WORK ITEM
Return every line below in which "shrub" appears.

THE DATA
- - -
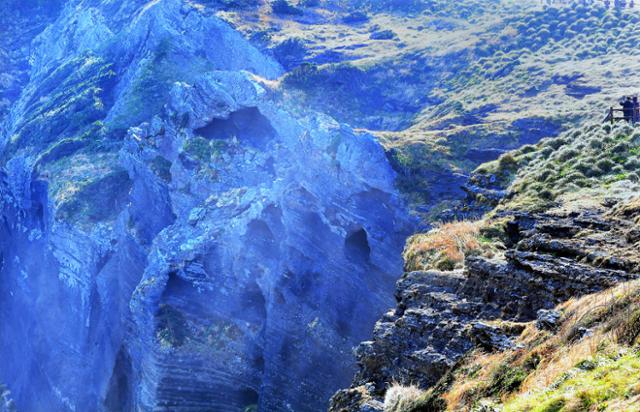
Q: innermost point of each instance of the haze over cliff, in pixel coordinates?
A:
(205, 203)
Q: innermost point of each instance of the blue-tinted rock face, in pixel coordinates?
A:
(173, 236)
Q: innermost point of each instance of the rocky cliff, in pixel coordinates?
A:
(584, 242)
(174, 237)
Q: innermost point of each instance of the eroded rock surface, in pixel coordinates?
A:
(442, 315)
(173, 237)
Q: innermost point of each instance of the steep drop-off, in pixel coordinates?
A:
(565, 227)
(173, 237)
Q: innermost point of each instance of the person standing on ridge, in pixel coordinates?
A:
(627, 109)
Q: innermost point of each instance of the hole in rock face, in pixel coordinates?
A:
(249, 126)
(249, 399)
(356, 247)
(119, 394)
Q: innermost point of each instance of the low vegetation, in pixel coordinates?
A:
(592, 161)
(445, 247)
(592, 363)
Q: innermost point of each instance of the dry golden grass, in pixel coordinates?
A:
(445, 247)
(607, 315)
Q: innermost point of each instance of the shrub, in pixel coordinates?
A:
(407, 399)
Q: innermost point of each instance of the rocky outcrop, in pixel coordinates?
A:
(173, 236)
(442, 315)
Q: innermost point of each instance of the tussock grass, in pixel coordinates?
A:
(591, 363)
(445, 247)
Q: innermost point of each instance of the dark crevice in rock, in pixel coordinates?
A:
(440, 316)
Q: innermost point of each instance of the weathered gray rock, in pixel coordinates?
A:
(441, 316)
(548, 319)
(173, 237)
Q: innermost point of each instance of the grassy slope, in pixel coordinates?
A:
(457, 76)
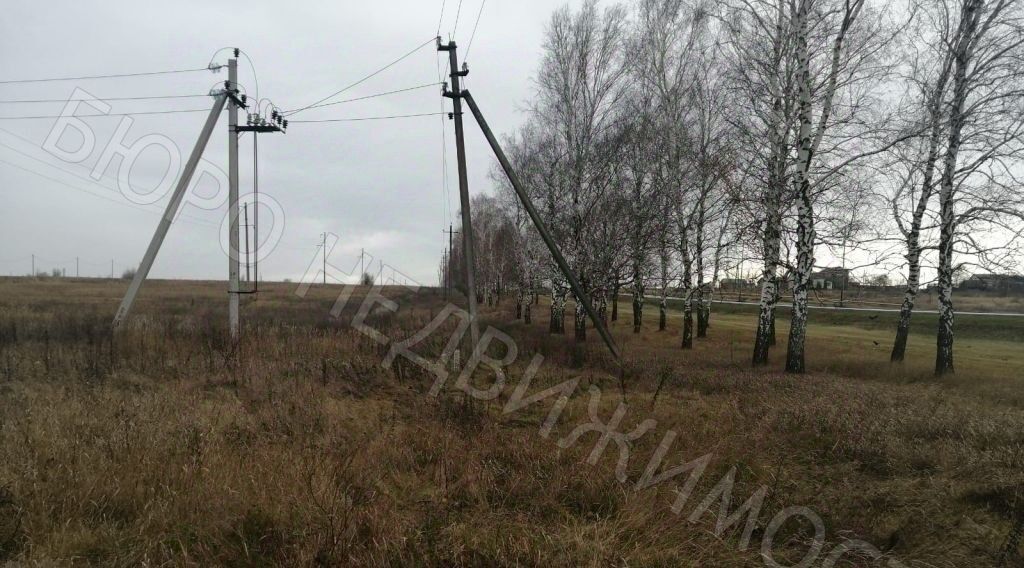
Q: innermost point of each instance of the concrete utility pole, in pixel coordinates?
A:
(245, 227)
(448, 263)
(232, 202)
(467, 222)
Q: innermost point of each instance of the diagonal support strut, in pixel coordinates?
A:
(552, 247)
(171, 211)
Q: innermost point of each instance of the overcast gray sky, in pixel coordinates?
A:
(377, 183)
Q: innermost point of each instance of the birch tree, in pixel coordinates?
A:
(984, 129)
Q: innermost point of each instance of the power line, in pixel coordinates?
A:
(104, 98)
(425, 85)
(372, 118)
(82, 78)
(111, 115)
(372, 75)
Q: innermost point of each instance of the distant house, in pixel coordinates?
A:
(1003, 284)
(832, 278)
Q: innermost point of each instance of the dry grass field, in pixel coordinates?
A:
(165, 445)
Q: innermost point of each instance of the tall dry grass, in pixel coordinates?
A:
(164, 444)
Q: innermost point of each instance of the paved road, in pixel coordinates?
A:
(837, 308)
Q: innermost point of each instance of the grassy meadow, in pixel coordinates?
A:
(166, 444)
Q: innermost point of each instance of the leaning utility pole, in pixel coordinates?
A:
(467, 222)
(256, 124)
(172, 208)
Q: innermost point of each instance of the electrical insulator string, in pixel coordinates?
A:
(372, 118)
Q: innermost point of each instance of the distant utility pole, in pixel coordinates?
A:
(448, 263)
(324, 247)
(520, 190)
(467, 222)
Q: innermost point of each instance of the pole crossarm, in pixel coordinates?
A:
(528, 206)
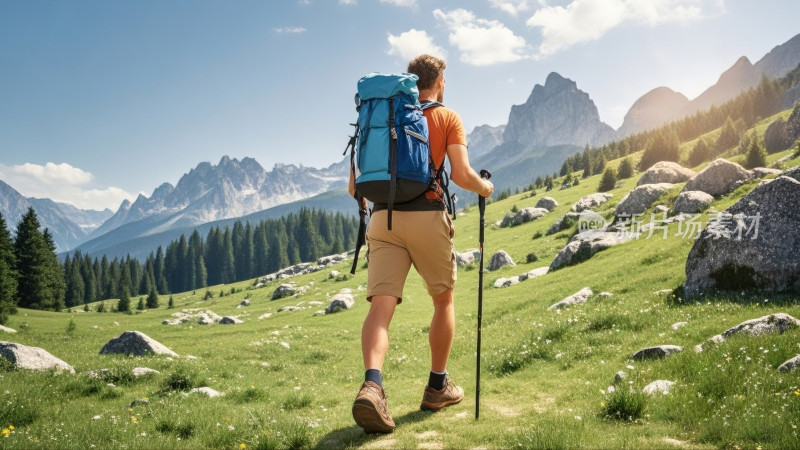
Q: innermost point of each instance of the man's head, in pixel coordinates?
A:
(430, 70)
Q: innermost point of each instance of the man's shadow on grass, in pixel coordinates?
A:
(354, 436)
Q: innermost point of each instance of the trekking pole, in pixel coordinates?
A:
(481, 208)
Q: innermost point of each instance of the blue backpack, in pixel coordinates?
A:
(389, 151)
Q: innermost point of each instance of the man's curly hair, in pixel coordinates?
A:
(428, 68)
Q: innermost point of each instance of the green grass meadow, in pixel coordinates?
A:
(289, 380)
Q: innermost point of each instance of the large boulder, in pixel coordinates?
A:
(665, 172)
(564, 222)
(640, 198)
(692, 202)
(135, 343)
(339, 302)
(657, 352)
(718, 178)
(753, 245)
(32, 358)
(583, 246)
(575, 299)
(500, 259)
(772, 323)
(548, 203)
(590, 201)
(284, 290)
(524, 215)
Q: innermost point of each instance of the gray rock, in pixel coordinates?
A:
(718, 178)
(665, 172)
(659, 387)
(548, 203)
(640, 198)
(583, 246)
(538, 272)
(230, 320)
(284, 290)
(468, 257)
(691, 202)
(790, 365)
(500, 259)
(753, 245)
(524, 215)
(793, 172)
(142, 371)
(678, 325)
(591, 201)
(340, 302)
(772, 323)
(135, 343)
(656, 352)
(32, 358)
(211, 393)
(575, 299)
(761, 172)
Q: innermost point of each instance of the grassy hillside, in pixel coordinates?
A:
(290, 379)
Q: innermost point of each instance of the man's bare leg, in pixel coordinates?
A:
(442, 330)
(375, 331)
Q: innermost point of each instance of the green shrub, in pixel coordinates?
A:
(624, 404)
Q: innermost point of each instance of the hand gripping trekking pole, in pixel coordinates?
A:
(481, 208)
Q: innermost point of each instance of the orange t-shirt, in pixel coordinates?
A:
(444, 128)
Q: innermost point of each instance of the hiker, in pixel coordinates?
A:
(421, 234)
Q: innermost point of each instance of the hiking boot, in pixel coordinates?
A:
(434, 400)
(370, 411)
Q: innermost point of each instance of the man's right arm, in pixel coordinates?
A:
(462, 173)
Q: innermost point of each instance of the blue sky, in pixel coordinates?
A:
(103, 100)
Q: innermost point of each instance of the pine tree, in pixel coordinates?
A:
(756, 155)
(124, 303)
(39, 275)
(8, 279)
(608, 180)
(158, 269)
(152, 298)
(625, 169)
(587, 163)
(700, 153)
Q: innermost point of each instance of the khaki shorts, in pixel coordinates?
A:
(421, 238)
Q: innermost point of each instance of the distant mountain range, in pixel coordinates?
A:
(69, 225)
(557, 120)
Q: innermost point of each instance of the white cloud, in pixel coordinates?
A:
(405, 3)
(413, 43)
(62, 183)
(512, 7)
(482, 42)
(291, 30)
(587, 20)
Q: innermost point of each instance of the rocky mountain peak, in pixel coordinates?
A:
(557, 113)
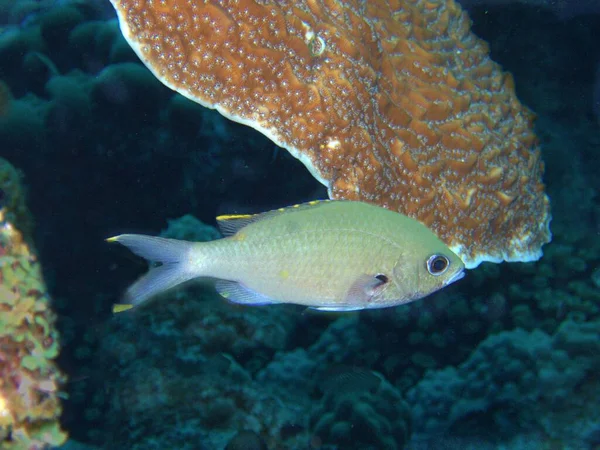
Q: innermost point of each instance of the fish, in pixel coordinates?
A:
(332, 255)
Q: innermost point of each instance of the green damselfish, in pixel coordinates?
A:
(327, 255)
- - -
RESPONSE TO THE EXERCISE
Q: innermost point of each instance of the shrub, in pixel coordinates?
Q: innermost point of each instance of the green shrub, in pixel coordinates?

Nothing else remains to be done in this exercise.